# Start of Records shown
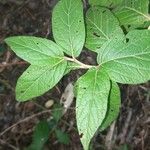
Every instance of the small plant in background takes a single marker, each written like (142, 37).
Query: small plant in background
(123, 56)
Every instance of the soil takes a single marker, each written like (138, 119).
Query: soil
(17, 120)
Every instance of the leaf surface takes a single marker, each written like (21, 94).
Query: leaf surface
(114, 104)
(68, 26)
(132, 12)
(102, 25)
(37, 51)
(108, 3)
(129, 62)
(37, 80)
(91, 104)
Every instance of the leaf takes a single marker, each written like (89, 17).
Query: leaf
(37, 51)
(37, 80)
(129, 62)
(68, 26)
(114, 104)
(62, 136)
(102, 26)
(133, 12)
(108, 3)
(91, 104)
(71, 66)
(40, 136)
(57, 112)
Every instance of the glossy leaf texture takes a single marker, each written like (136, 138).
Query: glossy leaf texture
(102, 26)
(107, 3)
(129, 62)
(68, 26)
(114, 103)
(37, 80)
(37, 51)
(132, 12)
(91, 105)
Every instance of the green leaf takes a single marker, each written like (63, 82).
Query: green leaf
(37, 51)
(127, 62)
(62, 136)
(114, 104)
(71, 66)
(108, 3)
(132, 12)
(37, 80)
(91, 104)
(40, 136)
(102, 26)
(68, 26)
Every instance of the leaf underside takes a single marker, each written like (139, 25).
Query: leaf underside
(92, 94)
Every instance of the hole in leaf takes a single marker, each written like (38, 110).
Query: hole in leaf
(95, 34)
# End of Records shown
# Start of Records shown
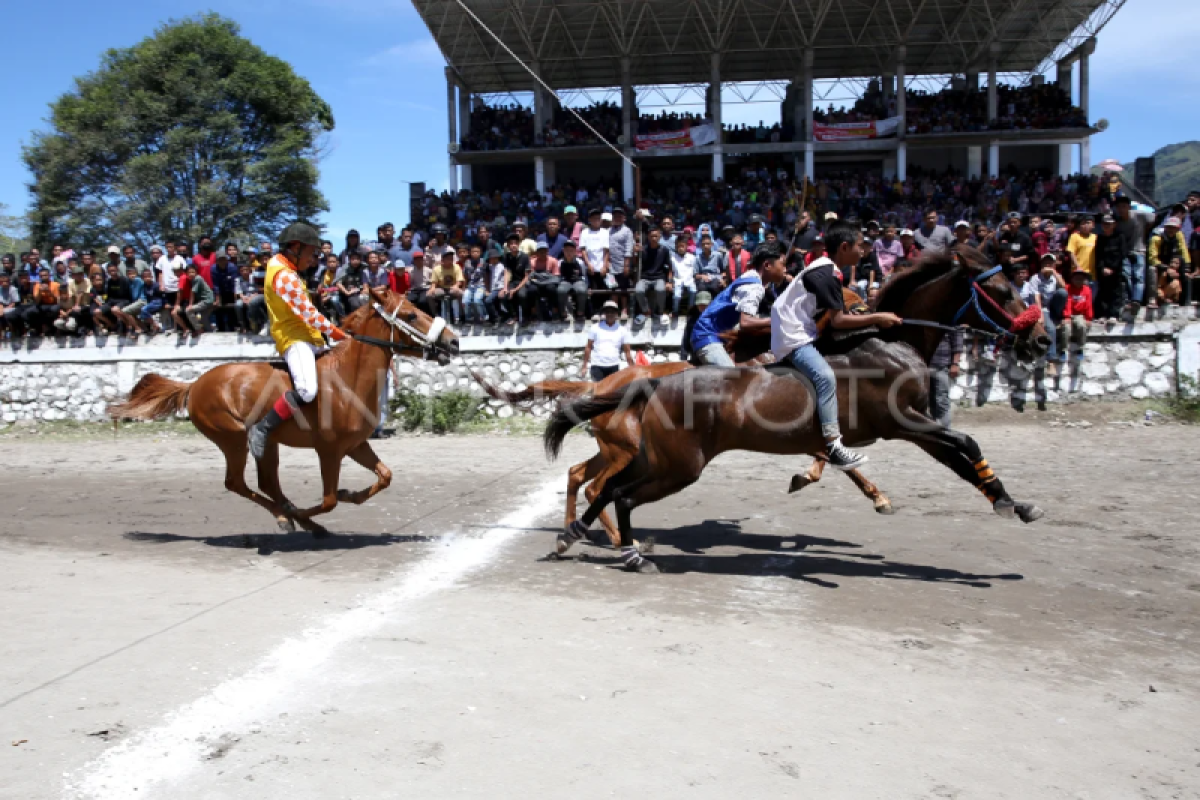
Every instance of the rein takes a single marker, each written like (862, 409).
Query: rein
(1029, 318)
# End of Records shown
Work to complete. Please reproduce the material above word for word, starting at the line that contains "Every instance of the rein" and ending at the line that contains "(1029, 318)", with both of those lines included.

Response to this exercise.
Every instance of the rein takes a single marker, each written like (862, 409).
Query: rein
(1029, 318)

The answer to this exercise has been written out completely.